### [What you are asked to do]
Continue the news report below on the Interior Department meetings about the Benson development, picking up after its final sentence.

### [Document segment]
= = = = = = =

A U.S. Interior Department attorney met twice with then-Deputy Interior Secretary David Bernhardt the same day she allegedly told a Fish and Wildlife Service official to back off his tough stance on a huge Benson development.

The two meetings, shown on Bernhardt’s calendar, have intensified concerns of Trump administration critics that Bernhardt personally ordered the attorney to exert political pressure to reverse an environmental decision.

Moreover, the meetings came 13 days after the developer of the Benson project, Mike Ingram, a prominent political donor to President Trump, held a private meeting with Bernhardt to talk about the 28,000-home Villages at Vigneto.

Bernhardt, a Trump appointee, and associate interior solicitor Peg Romanik held one meeting before and one right around the time the Fish and Wildlife supervisor, Steve Spangle, has said Romanik called him on Aug. 31, 2017.

Spangle has said Romanik told him β€œa high-level political appointee” in Interior wanted him to reverse his requirement for a major environmental analysis of the Villages at Vigneto.

Bernhardt and Romanik met from 8:30 to 9 a.m. and from 1:30 p.m. to 2 p.m. Washington, D.C., time that day, Bernhardt’s calendar shows. The second Bernhardt-Romanik meeting was also attended by Richard Goeken, Interior’s deputy solicitor for parks and wildlife, who oversees legal issues involving the Fish and Wildlife Service, the calendar shows.

Spangle got his call from Romanik in midmorning that day, he told the Star. He has said it was the first time he ever received political pressure from higher-ups in his long career at Fish and Wildlife under five presidential administrations.

An Interior spokeswoman hasn’t returned emails this week from the Star seeking comment on the meetings.

Bernhardt, a former lobbyist for energy and mining companies, including the company proposing the Rosemont Mine near Tucson, has since been named by President Trump as Interior secretary.

= = = = = = =

### [Dataset]
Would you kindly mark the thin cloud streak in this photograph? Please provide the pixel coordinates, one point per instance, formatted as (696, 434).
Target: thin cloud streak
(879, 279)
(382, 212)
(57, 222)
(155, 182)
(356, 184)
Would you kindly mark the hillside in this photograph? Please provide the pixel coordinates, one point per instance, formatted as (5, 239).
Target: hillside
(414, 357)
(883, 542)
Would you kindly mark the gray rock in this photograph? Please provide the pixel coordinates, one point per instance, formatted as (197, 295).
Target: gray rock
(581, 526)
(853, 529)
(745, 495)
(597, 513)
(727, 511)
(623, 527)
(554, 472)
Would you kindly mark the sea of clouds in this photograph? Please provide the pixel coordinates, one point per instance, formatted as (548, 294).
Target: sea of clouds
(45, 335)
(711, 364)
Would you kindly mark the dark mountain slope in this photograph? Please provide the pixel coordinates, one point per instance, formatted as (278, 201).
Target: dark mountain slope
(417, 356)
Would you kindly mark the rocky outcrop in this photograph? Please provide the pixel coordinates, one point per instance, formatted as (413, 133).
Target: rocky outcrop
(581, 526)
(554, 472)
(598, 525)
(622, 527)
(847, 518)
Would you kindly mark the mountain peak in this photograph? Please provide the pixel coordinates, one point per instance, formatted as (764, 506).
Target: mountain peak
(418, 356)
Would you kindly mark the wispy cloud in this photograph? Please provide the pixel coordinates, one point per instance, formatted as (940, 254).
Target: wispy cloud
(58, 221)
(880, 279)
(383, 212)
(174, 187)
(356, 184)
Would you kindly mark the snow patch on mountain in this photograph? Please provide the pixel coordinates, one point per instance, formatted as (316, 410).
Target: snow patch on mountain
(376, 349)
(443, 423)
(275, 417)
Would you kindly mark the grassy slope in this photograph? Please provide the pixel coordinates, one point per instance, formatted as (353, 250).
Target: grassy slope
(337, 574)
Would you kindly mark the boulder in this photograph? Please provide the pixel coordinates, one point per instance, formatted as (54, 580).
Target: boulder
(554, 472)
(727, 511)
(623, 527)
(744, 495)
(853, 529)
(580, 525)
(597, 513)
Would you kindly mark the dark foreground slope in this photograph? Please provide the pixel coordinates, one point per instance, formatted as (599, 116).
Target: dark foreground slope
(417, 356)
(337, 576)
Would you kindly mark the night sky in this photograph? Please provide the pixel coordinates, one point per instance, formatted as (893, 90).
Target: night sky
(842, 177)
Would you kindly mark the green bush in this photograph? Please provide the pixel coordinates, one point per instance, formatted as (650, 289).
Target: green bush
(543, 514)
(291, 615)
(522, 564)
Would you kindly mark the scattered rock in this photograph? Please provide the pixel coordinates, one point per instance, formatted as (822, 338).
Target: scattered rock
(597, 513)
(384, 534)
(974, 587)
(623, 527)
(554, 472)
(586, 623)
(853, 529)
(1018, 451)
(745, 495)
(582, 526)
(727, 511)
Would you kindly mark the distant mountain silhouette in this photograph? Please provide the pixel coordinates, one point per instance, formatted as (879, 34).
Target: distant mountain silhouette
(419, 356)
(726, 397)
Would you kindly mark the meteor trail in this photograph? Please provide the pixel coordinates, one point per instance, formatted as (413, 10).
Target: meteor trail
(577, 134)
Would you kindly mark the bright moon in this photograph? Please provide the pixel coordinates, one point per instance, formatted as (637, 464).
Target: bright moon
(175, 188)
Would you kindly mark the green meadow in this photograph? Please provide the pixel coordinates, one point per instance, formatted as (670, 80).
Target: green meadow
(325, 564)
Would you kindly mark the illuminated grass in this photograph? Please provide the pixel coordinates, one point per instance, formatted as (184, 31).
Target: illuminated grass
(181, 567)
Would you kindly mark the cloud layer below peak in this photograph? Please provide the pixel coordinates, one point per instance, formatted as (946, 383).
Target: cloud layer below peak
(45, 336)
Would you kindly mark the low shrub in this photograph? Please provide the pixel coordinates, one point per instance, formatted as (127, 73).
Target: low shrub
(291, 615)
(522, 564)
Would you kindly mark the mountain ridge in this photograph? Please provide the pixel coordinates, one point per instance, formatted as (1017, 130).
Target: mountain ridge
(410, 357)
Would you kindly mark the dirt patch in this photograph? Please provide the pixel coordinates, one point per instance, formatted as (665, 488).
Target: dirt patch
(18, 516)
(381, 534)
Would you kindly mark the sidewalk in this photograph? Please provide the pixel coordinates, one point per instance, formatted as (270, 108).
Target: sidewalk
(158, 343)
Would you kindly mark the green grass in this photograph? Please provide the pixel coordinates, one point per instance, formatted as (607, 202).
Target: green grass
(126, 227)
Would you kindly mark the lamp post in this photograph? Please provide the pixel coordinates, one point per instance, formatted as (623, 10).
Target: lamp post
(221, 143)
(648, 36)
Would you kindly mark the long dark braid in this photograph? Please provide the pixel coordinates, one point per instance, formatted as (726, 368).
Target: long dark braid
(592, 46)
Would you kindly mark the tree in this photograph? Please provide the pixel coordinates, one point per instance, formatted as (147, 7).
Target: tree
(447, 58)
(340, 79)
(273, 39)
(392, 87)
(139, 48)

= = = = = = =

### [Result of the task]
Spangle said that learning this week about the two Romanik-Bernhardt meetings adds to his previous suspicion that Bernhardt directed the attorney to call him.

β€œIt’s another piece of circumstantial evidence,” Spangle said.

Spangle has said he gave in to the pressure and eased the way for Vigneto. β€œI knew that this was the (Trump) administration’s position, and since I worked for the administration, I had a job to do,” he previously told the Star. A few months after the Romanik call, he opted to take early retirement.

The Interior Department has previously denied putting any pressure on Spangle.

Romanik has not returned several calls this week seeking comment. She declined to discuss the case with the Star at the time Spangle first alleged political interference in this case to the Star in spring 2019.

The timing of the two Bernhardt-Romanik meetings is β€œincredibly suspicious, given what Mr. Spangle has said about the call that he got from Peg Romanik,” said Aaron Weiss, a conservationist who directs the Denver-based Center for Western Priorities. Weiss told the Star this week about the two meetings on Bernhardt’s calendar.

Weiss said he also finds it suspicious that Bernhardt and Romanik met again on Oct. 6, 2017. It was the same day that Ingram, CEO of Vigneto developer El Dorado Holdings, gave a $10,000 donation to a fundraising arm of the Trump campaign.

The timing of that meeting and the donation may have been coincidental, Weiss acknowledged. But there’s no way to know what the two were meeting about either day, he noted, because Bernhardt’s official daily calendar doesn’t disclose the subject of his meetings with various people and groups.

That donation was later refunded, Lanny Davis, an attorney for El Dorado Holdings, told the Associated Press Wednesday. Davis said Ingram got a refund so he could donate instead to a political action committee that allows contributors to give more money than campaigns do.

Ingram had donated $50,900 to President Trump’s political committees since 2015, CNN reported.

CNN reported this week, and the Star confirmed, that Bernhardt held what CNN termed a secret meeting with Ingram in Billings, Montana on Aug. 18, 2017, 13 days before Romanik’s call to Spangle. That meeting, unlike four others the developer and assistant secretary have had, wasn’t on Bernhardt’s official calendar.

CNN’s story reported on Bernhardt’s first Aug. 31, 2017, meeting with Romanik, but not the second.

Last week, U.S. Rep. RaΓΊl Grijalva, a Tucson Democrat, wrote to Bernhardt to question him about these issues.

Grijalva noted that Ingram’s $10,000 donation came only three weeks before Spangle wrote to the Army Corps of Engineers on Oct. 26, 2017, that he no longer thought Vigneto needed a full-scale environmental analysis.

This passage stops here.